EXTRAIT À ÉTUDIER ▸
##########

La posologie et le choix du protocole, combiné ou séquentiel, continu ou discontinu, dépendent des symptômes, des facteurs de risque, de l’efficacité et de la tolérance du traitement et aussi des desiderata de la patiente. La durée du traitement dépendra de l’évolution de la symptomatologie et des différents facteurs de risque. Le traitement doit être prescrit à la fin des traitements adjuvants oncologiques.
Un traitement hormonal estrogénique local peut aussi être prescrit. Il pourra être employé seul ou judicieusement associé à un THM afin de préserver ou restaurer une trophicité vaginale autorisant la poursuite ou la reprise d’une activité sexuelle satisfaisante.
Recommandations
Groupe d’experts français (Francogyn, Cngof, Sfog, Gineco-Arcagy sous l’égide du Cngof et labellisées par l’INCa)5, 6
- Après prise en charge d’un adénocarcinome séreux de haut grade
Pour les femmes de moins de 45 ans : proposer un traitement hormonal de la ménopause après un traitement chirurgical non conservateur.

##########

Pouvez-vous restituer à l'identique, dans l'extrait à étudier ci-dessus, tout ce qui va de « La posologie et » jusqu'à « traitements adjuvants oncologiques. » ?

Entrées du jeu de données
##########

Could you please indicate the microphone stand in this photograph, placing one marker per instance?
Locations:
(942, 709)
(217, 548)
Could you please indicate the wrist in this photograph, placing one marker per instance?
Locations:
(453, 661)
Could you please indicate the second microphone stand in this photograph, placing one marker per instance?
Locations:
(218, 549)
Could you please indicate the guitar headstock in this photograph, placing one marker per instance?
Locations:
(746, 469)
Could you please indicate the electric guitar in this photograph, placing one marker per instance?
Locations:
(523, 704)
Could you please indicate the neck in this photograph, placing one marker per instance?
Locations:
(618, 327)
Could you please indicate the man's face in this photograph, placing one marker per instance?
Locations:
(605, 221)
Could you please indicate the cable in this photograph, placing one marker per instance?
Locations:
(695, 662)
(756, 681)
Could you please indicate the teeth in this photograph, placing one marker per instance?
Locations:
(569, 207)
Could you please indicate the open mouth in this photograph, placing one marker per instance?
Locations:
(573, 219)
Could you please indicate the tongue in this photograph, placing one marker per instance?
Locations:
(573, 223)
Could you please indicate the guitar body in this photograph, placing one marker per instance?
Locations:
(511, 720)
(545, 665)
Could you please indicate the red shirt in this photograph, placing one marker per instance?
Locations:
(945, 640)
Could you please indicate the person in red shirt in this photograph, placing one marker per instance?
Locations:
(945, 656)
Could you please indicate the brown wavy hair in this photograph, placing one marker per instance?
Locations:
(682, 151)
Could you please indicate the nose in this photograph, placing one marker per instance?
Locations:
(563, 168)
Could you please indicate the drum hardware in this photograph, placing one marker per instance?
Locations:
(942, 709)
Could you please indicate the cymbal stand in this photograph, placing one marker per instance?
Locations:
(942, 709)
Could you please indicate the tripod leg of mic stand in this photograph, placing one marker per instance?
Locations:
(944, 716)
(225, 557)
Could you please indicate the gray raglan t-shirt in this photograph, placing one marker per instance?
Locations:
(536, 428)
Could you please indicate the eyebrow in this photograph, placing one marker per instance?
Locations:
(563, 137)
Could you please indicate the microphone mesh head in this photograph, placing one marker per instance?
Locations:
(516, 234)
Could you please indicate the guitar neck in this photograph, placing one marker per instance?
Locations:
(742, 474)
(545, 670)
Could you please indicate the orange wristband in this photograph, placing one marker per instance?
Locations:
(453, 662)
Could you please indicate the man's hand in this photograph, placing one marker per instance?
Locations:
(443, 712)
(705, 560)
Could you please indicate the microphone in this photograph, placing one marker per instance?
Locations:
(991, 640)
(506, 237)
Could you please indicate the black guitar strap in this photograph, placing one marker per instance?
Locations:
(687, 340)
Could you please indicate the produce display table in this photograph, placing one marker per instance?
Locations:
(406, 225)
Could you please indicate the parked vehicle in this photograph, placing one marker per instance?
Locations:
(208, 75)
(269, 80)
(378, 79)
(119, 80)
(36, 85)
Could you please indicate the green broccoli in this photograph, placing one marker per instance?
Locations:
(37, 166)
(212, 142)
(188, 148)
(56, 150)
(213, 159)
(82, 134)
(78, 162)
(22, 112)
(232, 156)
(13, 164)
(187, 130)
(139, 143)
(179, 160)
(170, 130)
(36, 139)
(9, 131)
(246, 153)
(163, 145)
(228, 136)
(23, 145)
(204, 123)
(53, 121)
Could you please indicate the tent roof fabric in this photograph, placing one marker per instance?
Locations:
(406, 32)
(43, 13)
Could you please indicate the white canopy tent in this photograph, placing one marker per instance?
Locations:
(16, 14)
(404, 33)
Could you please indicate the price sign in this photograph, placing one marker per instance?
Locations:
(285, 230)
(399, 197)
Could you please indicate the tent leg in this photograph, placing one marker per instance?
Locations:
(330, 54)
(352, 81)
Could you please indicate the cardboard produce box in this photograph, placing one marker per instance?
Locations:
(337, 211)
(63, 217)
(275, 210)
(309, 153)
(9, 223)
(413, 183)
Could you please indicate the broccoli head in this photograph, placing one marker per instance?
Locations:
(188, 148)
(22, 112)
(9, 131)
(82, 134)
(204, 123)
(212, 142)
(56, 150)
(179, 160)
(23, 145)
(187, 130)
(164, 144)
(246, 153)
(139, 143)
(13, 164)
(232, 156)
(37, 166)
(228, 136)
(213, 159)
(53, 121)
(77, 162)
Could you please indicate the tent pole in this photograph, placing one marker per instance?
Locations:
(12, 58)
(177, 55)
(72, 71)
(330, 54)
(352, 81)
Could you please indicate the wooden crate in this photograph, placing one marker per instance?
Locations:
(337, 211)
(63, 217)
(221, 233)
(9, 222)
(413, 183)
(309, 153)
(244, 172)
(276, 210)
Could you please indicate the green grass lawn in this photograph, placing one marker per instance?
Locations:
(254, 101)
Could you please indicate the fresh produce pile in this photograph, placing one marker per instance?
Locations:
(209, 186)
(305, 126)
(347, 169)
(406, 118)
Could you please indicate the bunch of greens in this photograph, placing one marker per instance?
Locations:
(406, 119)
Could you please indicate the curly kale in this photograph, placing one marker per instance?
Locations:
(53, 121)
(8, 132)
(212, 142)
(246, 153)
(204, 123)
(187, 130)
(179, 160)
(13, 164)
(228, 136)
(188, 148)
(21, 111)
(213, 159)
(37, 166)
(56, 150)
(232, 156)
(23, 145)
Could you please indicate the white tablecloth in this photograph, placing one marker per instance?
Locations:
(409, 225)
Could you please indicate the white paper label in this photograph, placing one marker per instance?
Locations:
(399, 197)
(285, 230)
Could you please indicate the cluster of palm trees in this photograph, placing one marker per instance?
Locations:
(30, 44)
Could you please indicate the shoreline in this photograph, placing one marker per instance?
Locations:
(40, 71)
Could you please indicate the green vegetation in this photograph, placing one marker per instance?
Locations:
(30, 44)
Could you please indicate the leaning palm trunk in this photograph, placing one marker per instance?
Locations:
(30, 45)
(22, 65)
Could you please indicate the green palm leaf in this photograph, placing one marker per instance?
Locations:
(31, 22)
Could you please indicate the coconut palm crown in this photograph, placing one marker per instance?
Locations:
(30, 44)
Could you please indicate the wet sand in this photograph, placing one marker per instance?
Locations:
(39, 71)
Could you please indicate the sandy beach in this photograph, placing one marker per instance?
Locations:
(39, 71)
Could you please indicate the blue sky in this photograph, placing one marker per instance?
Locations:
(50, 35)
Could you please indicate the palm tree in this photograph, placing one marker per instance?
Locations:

##########

SOLUTION ▸
La posologie et le choix du protocole, combiné ou séquentiel, continu ou discontinu, dépendent des symptômes, des facteurs de risque, de l’efficacité et de la tolérance du traitement et aussi des desiderata de la patiente. La durée du traitement dépendra de l’évolution de la symptomatologie et des différents facteurs de risque. Le traitement doit être prescrit à la fin des traitements adjuvants oncologiques.